> [WHAT THIS EXERCISE ASKS]:
1. In the Fly High post, who invented the airplane, and in what year?
2. List every symbol in the lift equation that the Fly High post defines, with what each one stands for.
3. Continue the Fly High post from its last sentence.

Fly High!

Since we haven't travelled in an airplane since the pandemic began in early 2020, I was reminiscing as I was looking through my photo album. The miracle of flight is all thanks to the Wright brothers, Orville and Wilbur, who invented the airplane in 1903.

Here are some fun photos I found of planes:

A WW2 plane on display at the Chicago Midway Airport.

A miniature model of Amsterdam's Schiphol Airport with planes at Madurodam, a park in The Hague in the Netherlands.

 Lego Airplanes from Legoland in Malaysia.


Planes on the runway at Changi Airport in Singapore.


Lift of an Airplane

As an airplane takes off and lifts into the air, it can be represented with the equation on the Fly High Card. Lift is an aerodynamic force that ensures an airplane can remain in the air. In the equation, L is lift, CL is the lift coefficient, ρ is density, v is velocity and A is the wing area. This is the perfect card for the pilot, aerospace engineer or aviation enthusiast.

> [RECORDED DATA]:

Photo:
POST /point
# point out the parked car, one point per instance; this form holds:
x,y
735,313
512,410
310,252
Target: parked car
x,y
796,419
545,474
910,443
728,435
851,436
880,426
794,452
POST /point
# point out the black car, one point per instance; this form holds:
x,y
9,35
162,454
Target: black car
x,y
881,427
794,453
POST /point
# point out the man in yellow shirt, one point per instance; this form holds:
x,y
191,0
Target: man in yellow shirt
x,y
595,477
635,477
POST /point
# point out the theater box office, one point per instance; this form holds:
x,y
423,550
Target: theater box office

> [ANSWERS TO EACH TASK]:
1. Orville and Wilbur Wright invented the airplane in 1903.

2.
L: lift
CL: lift coefficient
ρ: density
v: velocity
A: wing area

3.
Besides lift, the other forces that are important for flight are thrust, drag, and weight. Thrust is the force that moves the airplane in a certain direction (e.g., moving forward). Drag is a frictional force that opposes the motion of the airplane (e.g., air resistance). Weight is the force of gravity from Earth. When an airplane is flying, the lift has to balance with the weight and to travel forward faster (accelerate), thrust has to be greater than drag.